WRITTEN PROBLEM: Show every line from the entries below that contains the string "hand", copying each one unchanged.
━━━ TASK MATERIAL
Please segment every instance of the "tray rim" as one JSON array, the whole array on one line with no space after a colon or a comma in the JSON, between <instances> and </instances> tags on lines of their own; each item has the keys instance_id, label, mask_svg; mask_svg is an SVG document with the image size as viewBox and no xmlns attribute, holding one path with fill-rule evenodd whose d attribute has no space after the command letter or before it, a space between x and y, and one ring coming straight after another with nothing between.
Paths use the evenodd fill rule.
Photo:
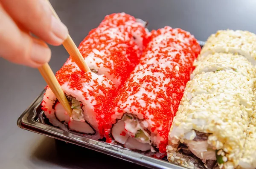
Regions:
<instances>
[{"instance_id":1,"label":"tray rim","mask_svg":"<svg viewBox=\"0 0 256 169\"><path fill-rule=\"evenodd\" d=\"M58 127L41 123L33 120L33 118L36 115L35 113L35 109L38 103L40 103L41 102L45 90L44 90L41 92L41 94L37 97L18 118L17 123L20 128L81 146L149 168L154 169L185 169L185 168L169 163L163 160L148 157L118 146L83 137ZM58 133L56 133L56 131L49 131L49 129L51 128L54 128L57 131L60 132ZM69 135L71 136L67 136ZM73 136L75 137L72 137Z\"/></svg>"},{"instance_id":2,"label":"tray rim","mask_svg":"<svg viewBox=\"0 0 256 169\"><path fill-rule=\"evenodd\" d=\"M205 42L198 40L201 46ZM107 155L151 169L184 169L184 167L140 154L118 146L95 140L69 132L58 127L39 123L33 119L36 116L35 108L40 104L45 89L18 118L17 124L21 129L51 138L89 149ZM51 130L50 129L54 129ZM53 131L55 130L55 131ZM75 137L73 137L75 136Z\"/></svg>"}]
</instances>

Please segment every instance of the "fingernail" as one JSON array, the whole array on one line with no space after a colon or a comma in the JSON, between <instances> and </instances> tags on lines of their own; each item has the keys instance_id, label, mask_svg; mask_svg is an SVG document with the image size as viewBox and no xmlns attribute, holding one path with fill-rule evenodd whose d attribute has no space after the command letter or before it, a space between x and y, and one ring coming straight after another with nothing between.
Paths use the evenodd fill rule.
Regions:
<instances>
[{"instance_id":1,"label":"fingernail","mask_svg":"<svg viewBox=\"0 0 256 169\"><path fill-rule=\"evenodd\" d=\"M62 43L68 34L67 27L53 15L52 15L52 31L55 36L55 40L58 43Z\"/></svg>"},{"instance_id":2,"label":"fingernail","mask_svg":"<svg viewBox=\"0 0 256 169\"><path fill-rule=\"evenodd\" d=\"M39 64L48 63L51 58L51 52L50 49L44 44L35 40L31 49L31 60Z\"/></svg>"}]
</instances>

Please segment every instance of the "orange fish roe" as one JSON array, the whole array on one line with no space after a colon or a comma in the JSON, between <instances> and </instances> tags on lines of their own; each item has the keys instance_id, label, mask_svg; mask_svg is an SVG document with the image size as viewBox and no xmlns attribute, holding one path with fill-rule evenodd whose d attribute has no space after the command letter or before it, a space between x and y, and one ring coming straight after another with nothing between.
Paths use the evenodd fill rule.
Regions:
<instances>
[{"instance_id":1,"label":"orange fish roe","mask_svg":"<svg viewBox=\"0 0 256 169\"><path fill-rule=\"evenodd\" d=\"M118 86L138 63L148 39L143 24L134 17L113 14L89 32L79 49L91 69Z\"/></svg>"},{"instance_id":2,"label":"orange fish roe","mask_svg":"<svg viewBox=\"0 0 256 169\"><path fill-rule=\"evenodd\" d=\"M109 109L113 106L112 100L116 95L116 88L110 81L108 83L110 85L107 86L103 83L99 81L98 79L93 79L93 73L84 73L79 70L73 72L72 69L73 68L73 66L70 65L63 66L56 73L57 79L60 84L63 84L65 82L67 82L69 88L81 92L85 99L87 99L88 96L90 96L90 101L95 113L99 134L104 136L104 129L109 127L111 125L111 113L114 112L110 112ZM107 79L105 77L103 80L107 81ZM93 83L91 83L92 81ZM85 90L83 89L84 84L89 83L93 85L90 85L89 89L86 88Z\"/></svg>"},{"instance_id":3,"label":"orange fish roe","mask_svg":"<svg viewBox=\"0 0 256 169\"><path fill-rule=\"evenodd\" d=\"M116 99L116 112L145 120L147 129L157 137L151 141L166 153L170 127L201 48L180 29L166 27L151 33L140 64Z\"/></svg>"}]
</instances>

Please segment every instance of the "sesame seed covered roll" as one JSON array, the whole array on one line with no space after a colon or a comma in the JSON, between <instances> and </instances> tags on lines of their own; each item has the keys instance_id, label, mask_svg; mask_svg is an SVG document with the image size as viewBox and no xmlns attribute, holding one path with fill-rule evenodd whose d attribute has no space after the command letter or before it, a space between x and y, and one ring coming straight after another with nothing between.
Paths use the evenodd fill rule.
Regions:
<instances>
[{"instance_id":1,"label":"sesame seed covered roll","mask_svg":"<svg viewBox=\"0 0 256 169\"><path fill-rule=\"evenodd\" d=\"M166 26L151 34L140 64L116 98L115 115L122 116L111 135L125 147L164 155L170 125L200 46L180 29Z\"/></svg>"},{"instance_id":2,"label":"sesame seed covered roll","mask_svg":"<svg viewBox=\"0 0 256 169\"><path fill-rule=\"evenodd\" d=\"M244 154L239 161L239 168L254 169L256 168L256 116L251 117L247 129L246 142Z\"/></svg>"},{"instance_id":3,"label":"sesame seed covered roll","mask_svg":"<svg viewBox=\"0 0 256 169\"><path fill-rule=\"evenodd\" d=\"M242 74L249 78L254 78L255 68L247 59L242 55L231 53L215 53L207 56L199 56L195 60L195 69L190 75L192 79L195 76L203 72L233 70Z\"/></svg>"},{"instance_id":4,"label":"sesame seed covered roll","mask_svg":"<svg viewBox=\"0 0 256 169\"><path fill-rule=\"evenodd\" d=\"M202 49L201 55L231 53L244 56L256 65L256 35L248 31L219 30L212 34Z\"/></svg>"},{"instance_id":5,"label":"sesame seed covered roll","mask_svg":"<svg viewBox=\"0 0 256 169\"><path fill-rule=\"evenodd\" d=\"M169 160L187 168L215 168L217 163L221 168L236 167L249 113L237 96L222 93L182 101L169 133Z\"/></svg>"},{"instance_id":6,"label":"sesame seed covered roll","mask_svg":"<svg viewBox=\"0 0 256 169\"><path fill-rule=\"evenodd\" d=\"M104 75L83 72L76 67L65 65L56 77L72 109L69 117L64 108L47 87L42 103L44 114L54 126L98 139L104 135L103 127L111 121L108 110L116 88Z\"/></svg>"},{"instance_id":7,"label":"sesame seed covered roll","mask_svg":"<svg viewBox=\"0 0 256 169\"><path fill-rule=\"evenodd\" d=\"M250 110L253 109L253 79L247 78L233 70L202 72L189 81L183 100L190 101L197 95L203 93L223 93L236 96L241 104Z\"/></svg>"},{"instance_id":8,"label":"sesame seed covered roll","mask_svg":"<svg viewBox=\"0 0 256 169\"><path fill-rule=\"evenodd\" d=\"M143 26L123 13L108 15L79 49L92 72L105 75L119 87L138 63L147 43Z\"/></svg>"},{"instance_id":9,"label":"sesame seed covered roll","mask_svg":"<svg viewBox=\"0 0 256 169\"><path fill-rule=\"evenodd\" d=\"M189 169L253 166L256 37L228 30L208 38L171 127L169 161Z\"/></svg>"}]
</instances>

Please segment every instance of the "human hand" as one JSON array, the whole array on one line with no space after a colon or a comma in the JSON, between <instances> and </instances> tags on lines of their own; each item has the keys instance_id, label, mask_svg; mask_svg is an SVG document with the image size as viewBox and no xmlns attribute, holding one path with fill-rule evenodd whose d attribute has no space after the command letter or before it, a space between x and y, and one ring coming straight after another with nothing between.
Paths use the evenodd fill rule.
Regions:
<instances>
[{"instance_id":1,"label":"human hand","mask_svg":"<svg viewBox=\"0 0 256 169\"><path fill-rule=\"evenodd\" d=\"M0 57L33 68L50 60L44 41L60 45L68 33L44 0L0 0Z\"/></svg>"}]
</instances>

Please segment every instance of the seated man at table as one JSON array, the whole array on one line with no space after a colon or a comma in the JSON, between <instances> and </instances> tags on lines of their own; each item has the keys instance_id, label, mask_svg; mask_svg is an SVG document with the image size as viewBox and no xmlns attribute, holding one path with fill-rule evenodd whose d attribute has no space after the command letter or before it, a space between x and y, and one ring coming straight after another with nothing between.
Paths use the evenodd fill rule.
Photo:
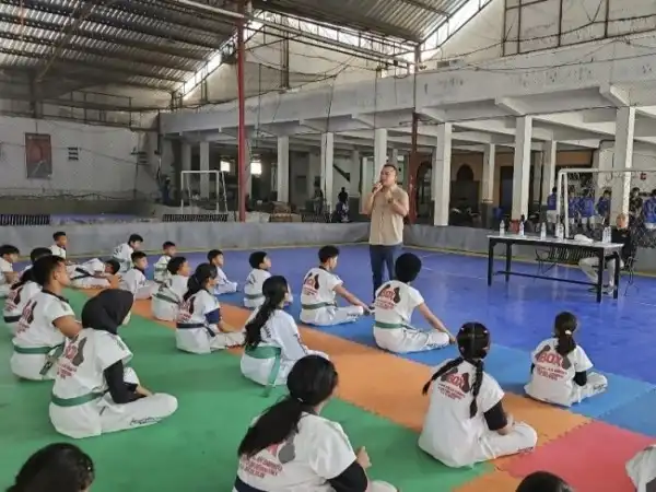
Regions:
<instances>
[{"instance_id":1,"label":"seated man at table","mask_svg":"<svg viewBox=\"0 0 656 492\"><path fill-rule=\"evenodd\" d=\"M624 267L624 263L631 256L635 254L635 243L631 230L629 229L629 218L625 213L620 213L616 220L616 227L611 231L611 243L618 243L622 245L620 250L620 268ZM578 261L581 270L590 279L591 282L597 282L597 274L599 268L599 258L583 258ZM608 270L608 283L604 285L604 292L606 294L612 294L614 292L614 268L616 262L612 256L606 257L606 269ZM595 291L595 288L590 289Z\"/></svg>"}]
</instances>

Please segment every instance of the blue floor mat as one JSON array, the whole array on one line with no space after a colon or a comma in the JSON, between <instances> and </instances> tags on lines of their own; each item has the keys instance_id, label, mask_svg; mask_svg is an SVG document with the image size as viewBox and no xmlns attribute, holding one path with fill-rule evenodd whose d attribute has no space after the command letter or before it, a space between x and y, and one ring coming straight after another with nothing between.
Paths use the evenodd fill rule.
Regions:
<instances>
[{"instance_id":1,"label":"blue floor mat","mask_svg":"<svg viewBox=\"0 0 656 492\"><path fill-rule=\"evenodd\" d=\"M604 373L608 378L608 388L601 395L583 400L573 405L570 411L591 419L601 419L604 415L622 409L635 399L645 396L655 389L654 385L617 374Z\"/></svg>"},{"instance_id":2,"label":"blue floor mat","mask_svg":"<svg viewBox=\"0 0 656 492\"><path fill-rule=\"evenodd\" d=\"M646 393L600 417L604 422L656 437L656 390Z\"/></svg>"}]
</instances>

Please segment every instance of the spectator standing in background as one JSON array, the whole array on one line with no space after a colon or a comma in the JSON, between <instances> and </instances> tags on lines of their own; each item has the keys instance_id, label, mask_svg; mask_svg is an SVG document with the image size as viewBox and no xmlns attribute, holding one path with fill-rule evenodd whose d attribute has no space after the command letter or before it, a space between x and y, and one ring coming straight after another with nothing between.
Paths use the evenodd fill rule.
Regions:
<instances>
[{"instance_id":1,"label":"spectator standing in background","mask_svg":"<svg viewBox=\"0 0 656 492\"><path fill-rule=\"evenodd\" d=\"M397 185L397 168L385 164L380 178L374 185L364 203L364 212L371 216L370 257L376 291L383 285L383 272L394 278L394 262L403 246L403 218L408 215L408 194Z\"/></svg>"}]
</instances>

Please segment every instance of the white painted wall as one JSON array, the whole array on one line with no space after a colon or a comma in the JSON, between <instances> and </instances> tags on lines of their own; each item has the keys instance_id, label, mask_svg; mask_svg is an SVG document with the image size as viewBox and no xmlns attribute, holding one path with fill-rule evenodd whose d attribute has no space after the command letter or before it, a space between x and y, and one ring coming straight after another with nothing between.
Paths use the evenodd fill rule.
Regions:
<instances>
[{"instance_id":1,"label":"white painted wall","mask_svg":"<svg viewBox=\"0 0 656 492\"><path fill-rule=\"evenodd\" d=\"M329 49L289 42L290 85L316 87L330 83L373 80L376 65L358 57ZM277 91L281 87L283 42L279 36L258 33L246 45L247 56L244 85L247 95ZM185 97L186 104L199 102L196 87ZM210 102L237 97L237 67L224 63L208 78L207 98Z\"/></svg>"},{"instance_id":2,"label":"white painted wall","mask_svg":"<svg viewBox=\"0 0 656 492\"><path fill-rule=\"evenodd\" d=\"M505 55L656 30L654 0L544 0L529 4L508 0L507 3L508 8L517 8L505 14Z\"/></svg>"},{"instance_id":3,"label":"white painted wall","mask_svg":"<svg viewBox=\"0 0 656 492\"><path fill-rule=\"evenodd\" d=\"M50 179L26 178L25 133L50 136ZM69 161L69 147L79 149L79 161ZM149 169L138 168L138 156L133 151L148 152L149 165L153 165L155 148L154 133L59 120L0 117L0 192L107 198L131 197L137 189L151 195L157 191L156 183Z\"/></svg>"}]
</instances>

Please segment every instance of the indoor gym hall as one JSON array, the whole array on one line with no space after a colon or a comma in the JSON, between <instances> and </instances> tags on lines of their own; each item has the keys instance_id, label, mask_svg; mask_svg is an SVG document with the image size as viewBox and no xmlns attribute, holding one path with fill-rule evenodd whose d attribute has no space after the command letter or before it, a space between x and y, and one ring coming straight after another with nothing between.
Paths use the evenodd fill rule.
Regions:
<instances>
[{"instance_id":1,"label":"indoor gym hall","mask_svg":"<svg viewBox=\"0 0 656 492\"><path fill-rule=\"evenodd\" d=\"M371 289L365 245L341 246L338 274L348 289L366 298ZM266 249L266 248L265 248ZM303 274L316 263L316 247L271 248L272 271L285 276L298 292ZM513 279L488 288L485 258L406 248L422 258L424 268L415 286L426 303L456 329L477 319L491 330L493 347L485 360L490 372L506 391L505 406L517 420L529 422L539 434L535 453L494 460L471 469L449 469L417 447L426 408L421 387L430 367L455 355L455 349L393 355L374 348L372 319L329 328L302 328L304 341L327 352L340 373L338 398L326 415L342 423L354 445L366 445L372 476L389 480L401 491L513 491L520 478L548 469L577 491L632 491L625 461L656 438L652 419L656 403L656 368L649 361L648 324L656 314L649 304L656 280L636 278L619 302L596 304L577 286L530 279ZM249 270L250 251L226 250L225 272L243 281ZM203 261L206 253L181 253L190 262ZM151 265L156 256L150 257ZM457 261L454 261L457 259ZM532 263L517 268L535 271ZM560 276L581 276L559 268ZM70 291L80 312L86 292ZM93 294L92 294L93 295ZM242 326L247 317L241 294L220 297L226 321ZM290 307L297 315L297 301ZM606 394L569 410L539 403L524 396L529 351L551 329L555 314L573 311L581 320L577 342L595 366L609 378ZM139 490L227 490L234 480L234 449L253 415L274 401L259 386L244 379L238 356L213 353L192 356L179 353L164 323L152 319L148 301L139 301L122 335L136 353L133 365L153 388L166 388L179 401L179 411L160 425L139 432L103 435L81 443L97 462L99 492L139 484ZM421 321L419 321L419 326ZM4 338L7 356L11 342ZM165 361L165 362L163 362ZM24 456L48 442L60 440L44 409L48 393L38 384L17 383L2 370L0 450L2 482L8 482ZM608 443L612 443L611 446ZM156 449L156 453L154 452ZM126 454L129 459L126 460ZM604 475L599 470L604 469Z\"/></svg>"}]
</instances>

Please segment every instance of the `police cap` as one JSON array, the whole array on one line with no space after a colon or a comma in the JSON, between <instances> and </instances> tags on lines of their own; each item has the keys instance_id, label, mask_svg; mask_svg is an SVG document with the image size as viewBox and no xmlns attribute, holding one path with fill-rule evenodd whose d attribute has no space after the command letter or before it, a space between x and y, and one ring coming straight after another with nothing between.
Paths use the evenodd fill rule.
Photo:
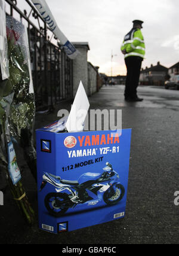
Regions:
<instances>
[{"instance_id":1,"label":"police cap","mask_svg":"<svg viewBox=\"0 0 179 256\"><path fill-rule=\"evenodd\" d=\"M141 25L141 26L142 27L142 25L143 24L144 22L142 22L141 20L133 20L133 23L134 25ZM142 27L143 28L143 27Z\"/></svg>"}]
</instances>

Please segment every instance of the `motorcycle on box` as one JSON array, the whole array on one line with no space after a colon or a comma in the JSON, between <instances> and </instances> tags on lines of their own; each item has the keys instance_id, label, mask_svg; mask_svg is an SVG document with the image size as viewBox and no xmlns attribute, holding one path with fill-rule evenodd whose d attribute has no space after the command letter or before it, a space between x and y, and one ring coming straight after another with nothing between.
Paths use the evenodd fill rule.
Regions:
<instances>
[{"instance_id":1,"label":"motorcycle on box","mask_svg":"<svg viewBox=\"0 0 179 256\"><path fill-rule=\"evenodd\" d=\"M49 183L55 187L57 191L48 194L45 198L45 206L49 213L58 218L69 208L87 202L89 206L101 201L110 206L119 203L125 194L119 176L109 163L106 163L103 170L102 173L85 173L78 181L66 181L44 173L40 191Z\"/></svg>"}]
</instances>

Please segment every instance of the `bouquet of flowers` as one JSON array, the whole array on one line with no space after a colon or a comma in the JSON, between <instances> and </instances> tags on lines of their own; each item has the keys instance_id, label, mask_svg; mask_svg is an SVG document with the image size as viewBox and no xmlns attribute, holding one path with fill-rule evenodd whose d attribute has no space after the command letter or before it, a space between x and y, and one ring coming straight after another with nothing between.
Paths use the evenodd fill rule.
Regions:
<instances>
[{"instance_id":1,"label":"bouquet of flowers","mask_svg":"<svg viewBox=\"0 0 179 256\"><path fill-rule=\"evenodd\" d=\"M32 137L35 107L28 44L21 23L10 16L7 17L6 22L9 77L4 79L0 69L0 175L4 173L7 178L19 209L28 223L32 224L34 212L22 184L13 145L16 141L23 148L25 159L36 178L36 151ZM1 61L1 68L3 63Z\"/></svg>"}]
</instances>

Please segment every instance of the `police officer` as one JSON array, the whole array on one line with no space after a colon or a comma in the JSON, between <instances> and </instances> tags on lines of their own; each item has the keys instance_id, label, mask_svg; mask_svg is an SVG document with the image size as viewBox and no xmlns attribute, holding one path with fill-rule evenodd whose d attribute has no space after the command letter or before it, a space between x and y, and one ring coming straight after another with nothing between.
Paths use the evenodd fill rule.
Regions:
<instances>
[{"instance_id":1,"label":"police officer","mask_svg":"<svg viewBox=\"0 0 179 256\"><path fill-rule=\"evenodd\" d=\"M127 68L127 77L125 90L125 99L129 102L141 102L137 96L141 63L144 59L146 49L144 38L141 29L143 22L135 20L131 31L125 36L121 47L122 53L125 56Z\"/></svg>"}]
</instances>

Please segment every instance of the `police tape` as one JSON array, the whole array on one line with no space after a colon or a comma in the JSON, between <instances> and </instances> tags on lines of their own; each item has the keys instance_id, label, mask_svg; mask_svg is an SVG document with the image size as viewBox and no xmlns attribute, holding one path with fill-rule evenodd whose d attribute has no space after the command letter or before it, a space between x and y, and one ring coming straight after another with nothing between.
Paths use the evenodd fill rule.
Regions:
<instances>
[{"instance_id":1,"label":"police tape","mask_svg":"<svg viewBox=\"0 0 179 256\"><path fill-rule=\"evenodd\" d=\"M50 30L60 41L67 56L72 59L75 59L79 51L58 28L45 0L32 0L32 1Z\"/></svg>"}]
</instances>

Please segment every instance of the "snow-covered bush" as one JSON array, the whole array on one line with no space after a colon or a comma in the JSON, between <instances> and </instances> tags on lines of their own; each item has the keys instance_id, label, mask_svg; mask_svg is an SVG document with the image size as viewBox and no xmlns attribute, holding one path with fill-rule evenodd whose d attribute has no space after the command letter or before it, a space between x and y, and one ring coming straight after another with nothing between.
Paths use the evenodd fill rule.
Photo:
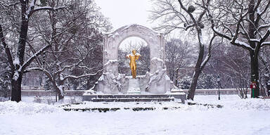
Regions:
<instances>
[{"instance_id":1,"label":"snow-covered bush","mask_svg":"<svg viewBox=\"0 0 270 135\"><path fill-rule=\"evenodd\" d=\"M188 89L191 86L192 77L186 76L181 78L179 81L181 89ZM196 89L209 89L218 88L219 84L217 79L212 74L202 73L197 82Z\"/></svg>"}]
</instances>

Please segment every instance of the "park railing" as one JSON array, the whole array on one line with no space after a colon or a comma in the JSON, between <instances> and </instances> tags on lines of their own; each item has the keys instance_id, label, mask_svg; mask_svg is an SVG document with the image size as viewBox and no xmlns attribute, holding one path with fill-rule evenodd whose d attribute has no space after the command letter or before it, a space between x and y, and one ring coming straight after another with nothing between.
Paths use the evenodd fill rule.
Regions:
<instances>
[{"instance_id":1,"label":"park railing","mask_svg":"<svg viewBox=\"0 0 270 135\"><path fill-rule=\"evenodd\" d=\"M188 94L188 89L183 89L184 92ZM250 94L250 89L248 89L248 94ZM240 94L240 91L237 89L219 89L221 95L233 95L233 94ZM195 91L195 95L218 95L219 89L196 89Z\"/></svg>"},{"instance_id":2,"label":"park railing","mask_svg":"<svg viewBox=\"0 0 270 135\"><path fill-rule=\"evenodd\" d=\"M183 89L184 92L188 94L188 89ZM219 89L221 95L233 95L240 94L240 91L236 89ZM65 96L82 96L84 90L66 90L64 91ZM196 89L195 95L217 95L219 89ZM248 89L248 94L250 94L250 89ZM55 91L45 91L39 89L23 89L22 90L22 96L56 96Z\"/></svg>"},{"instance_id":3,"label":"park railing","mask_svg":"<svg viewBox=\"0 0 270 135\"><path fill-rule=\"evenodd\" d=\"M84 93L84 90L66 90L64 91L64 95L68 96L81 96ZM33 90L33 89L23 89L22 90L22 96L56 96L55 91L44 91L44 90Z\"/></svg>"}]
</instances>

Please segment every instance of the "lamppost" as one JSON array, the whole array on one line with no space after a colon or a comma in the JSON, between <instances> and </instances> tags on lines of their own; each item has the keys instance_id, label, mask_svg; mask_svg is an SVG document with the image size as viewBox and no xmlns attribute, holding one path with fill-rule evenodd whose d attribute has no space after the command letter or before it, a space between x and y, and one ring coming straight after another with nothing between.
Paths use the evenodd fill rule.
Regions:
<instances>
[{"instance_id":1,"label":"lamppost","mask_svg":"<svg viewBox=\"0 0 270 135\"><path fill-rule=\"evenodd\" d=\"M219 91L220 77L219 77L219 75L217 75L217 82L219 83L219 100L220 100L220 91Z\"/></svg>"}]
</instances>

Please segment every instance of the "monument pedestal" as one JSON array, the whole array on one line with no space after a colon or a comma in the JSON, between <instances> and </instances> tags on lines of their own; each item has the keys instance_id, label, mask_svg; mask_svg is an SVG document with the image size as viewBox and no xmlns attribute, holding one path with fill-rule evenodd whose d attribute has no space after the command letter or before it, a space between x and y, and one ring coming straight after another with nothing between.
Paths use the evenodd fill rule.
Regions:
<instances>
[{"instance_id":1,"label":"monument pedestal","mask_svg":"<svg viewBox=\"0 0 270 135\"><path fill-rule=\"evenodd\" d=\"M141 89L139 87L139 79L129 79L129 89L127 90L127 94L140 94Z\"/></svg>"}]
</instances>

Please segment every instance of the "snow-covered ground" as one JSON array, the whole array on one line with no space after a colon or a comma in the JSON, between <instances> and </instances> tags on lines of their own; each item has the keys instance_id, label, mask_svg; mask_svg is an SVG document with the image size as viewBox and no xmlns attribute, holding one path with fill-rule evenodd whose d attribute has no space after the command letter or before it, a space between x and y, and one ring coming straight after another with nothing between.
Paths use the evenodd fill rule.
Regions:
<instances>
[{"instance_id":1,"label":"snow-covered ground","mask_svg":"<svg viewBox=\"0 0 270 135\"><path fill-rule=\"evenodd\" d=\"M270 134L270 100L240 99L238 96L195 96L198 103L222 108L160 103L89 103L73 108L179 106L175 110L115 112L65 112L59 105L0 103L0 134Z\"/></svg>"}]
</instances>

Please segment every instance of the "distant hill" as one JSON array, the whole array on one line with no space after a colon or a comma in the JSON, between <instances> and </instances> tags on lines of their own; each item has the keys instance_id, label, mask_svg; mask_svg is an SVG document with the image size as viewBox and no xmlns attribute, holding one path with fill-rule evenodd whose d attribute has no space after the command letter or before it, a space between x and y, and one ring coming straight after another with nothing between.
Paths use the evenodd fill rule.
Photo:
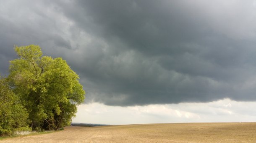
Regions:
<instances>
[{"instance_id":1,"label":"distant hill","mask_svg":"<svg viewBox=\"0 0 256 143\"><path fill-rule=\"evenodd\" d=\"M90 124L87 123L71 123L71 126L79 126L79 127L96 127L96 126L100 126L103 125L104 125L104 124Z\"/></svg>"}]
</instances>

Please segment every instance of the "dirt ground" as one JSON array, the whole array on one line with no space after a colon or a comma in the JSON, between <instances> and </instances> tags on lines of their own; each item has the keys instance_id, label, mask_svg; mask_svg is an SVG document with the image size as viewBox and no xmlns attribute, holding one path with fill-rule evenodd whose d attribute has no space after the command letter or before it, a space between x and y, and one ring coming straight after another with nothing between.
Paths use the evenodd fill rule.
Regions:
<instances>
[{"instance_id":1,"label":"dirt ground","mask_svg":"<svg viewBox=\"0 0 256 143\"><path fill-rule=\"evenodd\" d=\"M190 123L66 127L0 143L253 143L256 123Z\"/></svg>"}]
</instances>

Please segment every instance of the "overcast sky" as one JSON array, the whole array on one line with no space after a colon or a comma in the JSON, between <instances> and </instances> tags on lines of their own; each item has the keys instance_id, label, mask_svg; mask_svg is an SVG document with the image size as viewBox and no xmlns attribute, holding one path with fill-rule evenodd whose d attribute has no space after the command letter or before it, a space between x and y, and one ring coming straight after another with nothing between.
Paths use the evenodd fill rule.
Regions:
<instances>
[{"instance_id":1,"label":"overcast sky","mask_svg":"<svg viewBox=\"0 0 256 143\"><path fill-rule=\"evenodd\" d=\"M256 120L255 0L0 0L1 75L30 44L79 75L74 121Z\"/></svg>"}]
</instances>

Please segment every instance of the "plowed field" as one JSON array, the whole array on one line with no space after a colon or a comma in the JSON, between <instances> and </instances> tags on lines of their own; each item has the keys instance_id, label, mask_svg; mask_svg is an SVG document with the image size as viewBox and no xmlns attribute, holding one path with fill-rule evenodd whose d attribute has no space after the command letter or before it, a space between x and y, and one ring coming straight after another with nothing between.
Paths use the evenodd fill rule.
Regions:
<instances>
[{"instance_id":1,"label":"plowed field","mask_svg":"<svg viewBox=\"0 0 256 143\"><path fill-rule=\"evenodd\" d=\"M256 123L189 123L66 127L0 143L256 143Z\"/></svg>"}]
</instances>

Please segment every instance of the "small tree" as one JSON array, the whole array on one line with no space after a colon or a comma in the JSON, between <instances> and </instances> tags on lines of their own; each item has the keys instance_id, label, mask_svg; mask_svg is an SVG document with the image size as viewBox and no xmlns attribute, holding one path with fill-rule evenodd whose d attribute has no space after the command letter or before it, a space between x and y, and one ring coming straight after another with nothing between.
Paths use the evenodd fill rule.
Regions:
━━━━━━
TASK RESPONSE:
Please segment every instance of the "human hand" as one JSON array, the whole array on one line with no space after a colon or a comma in the JSON, between <instances> and </instances> tags on lines of their own; each item has the keys instance_id, label, mask_svg; mask_svg is an SVG document with the image size as viewBox and no xmlns attribute, holding one path with fill-rule evenodd whose d attribute has no space after the command letter or before it, a space between x and y, and one ring coming straight after another with nothing between.
[{"instance_id":1,"label":"human hand","mask_svg":"<svg viewBox=\"0 0 256 169\"><path fill-rule=\"evenodd\" d=\"M0 57L33 68L50 60L44 41L60 45L68 33L44 0L0 0Z\"/></svg>"}]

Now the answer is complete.